> Questions
- A) Using the report on irregularities in constituency elections below, say whether each statement agrees with it: (i) roughly 205 names were removed from the voters' register in the Botianor Ngleshie Amanfrom Constituency; (ii) three ballot papers went missing at the Trobu Constituency; (iii) Gloria Owusu asked for an investigation by the Inspector General of Police. Answer each with yes or no, followed by the deciding words of the report, quoted exactly.
- B) Write the next part of the report on irregularities in constituency elections below, picking up after its final sentence.

> Text

- Opening Delimiter -

Botianor Ngleshie Amanfrom: Over 200 Names Vanish from Register
In the Greater Accra Region, delegates in the Botianor Ngleshie Amanfrom Constituency discovered that approximately 205 names had been mysteriously deleted from the voters’ register a move widely condemned as a deliberate attempt to manipulate the outcome. Aggrieved delegates have accused constituency and regional executives of maliciously removing perceived rivals, leading to an interlocutory injunction that halted the election. The deletion was reportedly carried out without prior polling station elections, raising suspicions of a coordinated effort to rig the process.
Trobu: Two Ballot Papers Disappear, MP Demands IGP Interventioz
At the Trobu Constituency, angry voters expressed their fury after two ballot papers containing the chairman and secretary positions mysteriously vanished. The incident prompted Constituency MP Gloria Owusu to call for an immediate investigation by the Inspector General of Police, further underscoring the widespread lack of trust in the electoral process.

- Closing Delimiter -

> Data
- Opening Delimiter -

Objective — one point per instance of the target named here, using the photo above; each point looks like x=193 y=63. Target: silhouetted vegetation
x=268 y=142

- Closing Delimiter -

> Exercise responses
- A)
(i) Yes: "approximately 205 names had been mysteriously deleted from the voters’ register"
(ii) No: "two ballot papers containing the chairman and secretary positions mysteriously vanished"
(iii) Yes: "Constituency MP Gloria Owusu to call for an immediate investigation by the Inspector General of Police"

- B)
Reports from the Volta Region indicate that similar chaotic scenes unfolded across the area, confirming that the violence was not confined to the traditional NPP strongholds of Ashanti and Greater Accra. The regional breakdown suggests a party-wide crisis that threatens to spiral out of control.
Beyond the immediate violence, these elections have exposed a fundamental miscalculation by the party’s leadership. The controversial “top-bottom” strategy which involved amending the party’s constitution to elect the flagbearer before lower-tier executives was designed to smooth Dr Bawumia’s path to power. Instead, grassroots delegates appear to have used the constituency polls to punish the establishment.
Sources close to the party’s internal machinery reveal that candidates openly aligned with Bawumia suffered significant defeats across multiple constituencies. Political observers argue that this is a direct rejection of the leadership’s heavy-handed approach to internal democracy. “The grassroots feel disenfranchised,” one party insider told this newspaper. “They see the top-bottom strategy as an imposition, not an invitation.”
If these early results are indicative of a broader trend, the NPP leadership may be facing a rebellion from its own base a development that could have serious implications for the party’s electoral fortunes in the upcoming general elections.
NPP General Secretary Justin Frimpong Kodua has issued a statement condemning the violence and promising thorough investigations. He assured party members that severe sanctions would be applied to any executive or member found guilty of undermining internal democracy.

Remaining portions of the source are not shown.